• [Exercise requirements]: An exact, complete copy of the entries that follow is needed.
═══ Data ═══
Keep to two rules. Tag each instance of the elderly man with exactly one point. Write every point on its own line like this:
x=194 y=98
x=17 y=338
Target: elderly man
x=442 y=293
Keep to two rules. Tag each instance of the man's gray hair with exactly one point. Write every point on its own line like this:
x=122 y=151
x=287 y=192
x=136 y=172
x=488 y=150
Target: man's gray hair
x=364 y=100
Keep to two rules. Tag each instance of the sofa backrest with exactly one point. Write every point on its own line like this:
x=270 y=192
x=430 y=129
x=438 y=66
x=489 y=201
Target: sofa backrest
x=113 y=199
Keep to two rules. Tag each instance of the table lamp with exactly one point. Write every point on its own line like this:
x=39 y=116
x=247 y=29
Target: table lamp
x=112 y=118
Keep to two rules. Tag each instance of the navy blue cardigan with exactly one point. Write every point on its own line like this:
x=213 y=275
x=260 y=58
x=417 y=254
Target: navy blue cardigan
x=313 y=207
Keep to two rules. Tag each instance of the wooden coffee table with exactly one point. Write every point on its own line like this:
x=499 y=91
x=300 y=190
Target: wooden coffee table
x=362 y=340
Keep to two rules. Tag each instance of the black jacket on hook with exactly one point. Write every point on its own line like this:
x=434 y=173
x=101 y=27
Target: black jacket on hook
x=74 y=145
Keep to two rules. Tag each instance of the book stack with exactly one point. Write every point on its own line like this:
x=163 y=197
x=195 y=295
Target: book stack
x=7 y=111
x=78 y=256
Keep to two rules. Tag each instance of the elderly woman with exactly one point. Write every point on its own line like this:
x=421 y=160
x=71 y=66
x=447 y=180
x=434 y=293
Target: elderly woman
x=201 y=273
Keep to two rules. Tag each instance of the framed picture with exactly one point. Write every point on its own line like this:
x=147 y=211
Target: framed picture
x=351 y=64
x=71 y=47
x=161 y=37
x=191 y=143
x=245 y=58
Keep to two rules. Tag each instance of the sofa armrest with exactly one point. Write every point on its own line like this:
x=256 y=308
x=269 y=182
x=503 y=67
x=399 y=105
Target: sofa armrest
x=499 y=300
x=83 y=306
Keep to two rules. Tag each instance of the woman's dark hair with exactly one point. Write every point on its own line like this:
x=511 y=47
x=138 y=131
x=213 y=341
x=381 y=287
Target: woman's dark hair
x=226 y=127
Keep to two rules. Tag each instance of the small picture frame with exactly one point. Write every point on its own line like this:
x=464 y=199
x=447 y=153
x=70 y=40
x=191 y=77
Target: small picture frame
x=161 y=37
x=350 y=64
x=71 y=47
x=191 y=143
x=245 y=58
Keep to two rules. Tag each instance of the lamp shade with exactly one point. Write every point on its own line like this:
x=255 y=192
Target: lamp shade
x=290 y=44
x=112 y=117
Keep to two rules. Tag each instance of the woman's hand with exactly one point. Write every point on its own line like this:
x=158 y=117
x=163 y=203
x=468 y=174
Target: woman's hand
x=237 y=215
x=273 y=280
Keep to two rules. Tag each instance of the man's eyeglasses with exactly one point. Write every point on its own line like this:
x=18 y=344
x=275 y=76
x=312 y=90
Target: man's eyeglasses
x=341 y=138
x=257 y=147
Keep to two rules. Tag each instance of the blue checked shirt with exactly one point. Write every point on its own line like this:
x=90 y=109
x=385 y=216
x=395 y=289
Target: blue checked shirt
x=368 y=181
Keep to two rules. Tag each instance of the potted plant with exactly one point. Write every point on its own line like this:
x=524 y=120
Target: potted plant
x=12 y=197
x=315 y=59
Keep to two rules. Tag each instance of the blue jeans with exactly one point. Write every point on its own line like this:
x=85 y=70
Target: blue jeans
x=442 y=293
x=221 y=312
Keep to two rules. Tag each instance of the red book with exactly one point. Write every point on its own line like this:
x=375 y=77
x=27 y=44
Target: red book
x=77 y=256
═══
• [Answer section]:
Keep to two rules. Tag each instance of the elderly man with exactly one point. Write every point on its own line like this:
x=194 y=98
x=17 y=338
Target: elderly man
x=442 y=293
Keep to two rules. Tag each instance of the man's gray hair with exactly one point. Write every point on its own line like this:
x=122 y=151
x=287 y=192
x=136 y=172
x=488 y=150
Target: man's gray hair
x=364 y=100
Keep to two rules. Tag each instance of the sofa backrest with exactly one point. Write every point on its own line like this:
x=270 y=192
x=430 y=129
x=438 y=66
x=489 y=201
Target: sofa backrest
x=113 y=199
Keep to two rules. Tag each instance of the table lamp with exactly one point. Write every point on its own line like this:
x=39 y=116
x=247 y=29
Target: table lamp
x=112 y=118
Keep to two rules. Tag each instance of the navy blue cardigan with exactly one point. Write every point on its own line like this:
x=213 y=275
x=260 y=58
x=417 y=254
Target: navy blue cardigan
x=313 y=207
Keep to two rules. Tag each instance of the wooden coffee table with exactly one point. Write every point on its own line like this:
x=499 y=91
x=300 y=190
Target: wooden coffee table
x=362 y=340
Keep to two rules. Tag each instance of the black jacket on hook with exactly one point. Write every point on its own line like this:
x=434 y=173
x=101 y=27
Target: black jacket on hook
x=74 y=145
Keep to two rules. Tag each instance of the book stack with exactly one point. Write every point on its own line like this:
x=163 y=197
x=195 y=295
Target: book stack
x=7 y=111
x=78 y=256
Keep to two rules. Tag each instance of the elderly woman with exactly one point. Write every point on its own line like this:
x=421 y=160
x=71 y=66
x=447 y=180
x=434 y=293
Target: elderly woman
x=201 y=273
Keep to two rules. Tag each instance of the framed picture with exactly one point. Write every point on its own line like this:
x=147 y=211
Target: framed picture
x=351 y=64
x=71 y=47
x=161 y=37
x=191 y=143
x=245 y=58
Keep to two rules. Tag each instance of the sofa armrest with exactly one point. Write every point on its own line like this:
x=256 y=308
x=269 y=182
x=503 y=67
x=399 y=105
Target: sofa armrest
x=499 y=300
x=83 y=306
Keep to two rules. Tag each instance of the woman's dark hair with exactly one point. Write every point on its own line like this:
x=511 y=47
x=138 y=131
x=213 y=341
x=381 y=287
Target: woman's dark hair
x=226 y=127
Keep to two rules. Tag each instance of the small picture frame with exactly one point. Write every point on its own line like this:
x=464 y=199
x=447 y=153
x=70 y=40
x=191 y=77
Target: small picture frame
x=161 y=37
x=350 y=64
x=71 y=47
x=191 y=143
x=245 y=58
Keep to two rules. Tag each instance of the lamp shade with exactly one point. Write every point on its own line like this:
x=255 y=192
Target: lamp shade
x=290 y=44
x=112 y=117
Keep to two rules. Tag each instance of the woman's hand with exactly one point. Write every point on its own line like this:
x=158 y=117
x=163 y=203
x=468 y=174
Target: woman's hand
x=237 y=215
x=273 y=280
Keep to two rules. Tag each instance of the man's eyeglasses with exactly one point. Write every point on its own line like this:
x=18 y=344
x=275 y=76
x=312 y=90
Target: man's eyeglasses
x=341 y=138
x=257 y=147
Keep to two rules. Tag each instance of the blue checked shirt with exactly one point. Write every point on its own line like this:
x=90 y=109
x=385 y=216
x=395 y=289
Target: blue checked shirt
x=368 y=181
Keep to two rules. Tag each instance of the potted plant with exactly one point. Write every point on its own line like this:
x=524 y=120
Target: potted plant
x=12 y=197
x=315 y=59
Keep to two rules. Tag each instance of the blue jeans with exactly one point. Write every point on its own line like this:
x=85 y=70
Target: blue jeans
x=442 y=293
x=221 y=312
Keep to two rules. Tag each instance of the red book with exactly one point. Write every point on its own line like this:
x=375 y=77
x=27 y=44
Target: red book
x=77 y=256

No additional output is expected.